[Exercise A] In the article about the Portland church history tour, reproduce the passage that begins with the words containing "The group boarded" and ends with "and his brother.".
[Exercise B] In the article about the Portland church history tour, who led the group through the sites in Portland?

Members From Northwest Retrace the Footprints of Herbert W. Armstrong 
OREGON—Members from the Northwest region gathered on March 16 for the year’s …

OREGON—Members from the Northwest region gathered on March 16 for the year’s second church history tour of the landmarks from the early Philadelphia era of God’s Work. The group visited sites in the city of Portland, led by James Lowry and his wife, Jessica. The tours were put together through hours of research of Herbert W. Armstrong’s co-worker letters, articles and autobiography, as well as library microfiche, old newspaper clippings, phone books and advertisements.

“If Eugene was the birthplace of the Philadelphia work,” Mr. Armstrong wrote, “then Portland was where the gestation took place.”

The tour started with a 20-minute bus drive through Portland to the site of the Portland Gas and Coke Company, which is where Mr. Armstrong’s younger brother, Russell, worked at the time. The building west of downtown is now a moss-covered and dilapidated structure slated for demolition—a sight that members said reminded them of the great passage of time since the younger Armstrong worked there. It was while he was working there that Russell offered to buy his older brother a new overcoat, since his had a large hole. Mr. Armstrong recorded the incident in his autobiography. At first, he refused out of pride, but then he acquiesced when he remembered he had recently prayed that urgent 18-second prayer for God to provide several pressing needs, one of which was the coat.

“This is history coming alive before our eyes!” Debra Hamlin said.

The group boarded the bus and drove to the location of the former Meier & Frank store where Mr. Armstrong selected his coat (the building is now a Macy’s department store). They also visited the nearby Multnomah County Central Library where Mr. Armstrong conducted much of his six-month, day-and-night study on his “dual challenge” in 1926. “It is where he disproved evolution and proved the Sabbath was still binding. This was where he was actually converted,” Lowry explained. Members looked through old phonebooks and saw the names and addresses listed for Mr. Armstrong and his brother.

Saved entries:
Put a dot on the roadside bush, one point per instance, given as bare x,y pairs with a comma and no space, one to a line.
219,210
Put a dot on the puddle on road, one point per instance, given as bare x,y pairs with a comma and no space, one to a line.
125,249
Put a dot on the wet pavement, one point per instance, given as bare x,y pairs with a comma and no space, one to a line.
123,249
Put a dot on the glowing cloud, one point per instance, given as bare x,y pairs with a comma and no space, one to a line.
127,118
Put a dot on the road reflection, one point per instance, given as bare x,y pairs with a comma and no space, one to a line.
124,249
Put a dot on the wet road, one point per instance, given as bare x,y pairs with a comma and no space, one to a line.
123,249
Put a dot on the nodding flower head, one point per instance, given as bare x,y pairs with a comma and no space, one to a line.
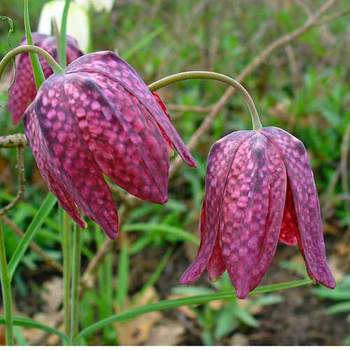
23,91
260,190
99,118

[Reply A]
The group boarded the bus and drove to the location of the former Meier & Frank store where Mr. Armstrong selected his coat (the building is now a Macy’s department store). They also visited the nearby Multnomah County Central Library where Mr. Armstrong conducted much of his six-month, day-and-night study on his “dual challenge” in 1926. “It is where he disproved evolution and proved the Sabbath was still binding. This was where he was actually converted,” Lowry explained. Members looked through old phonebooks and saw the names and addresses listed for Mr. Armstrong and his brother.

[Reply B] James Lowry and his wife, Jessica.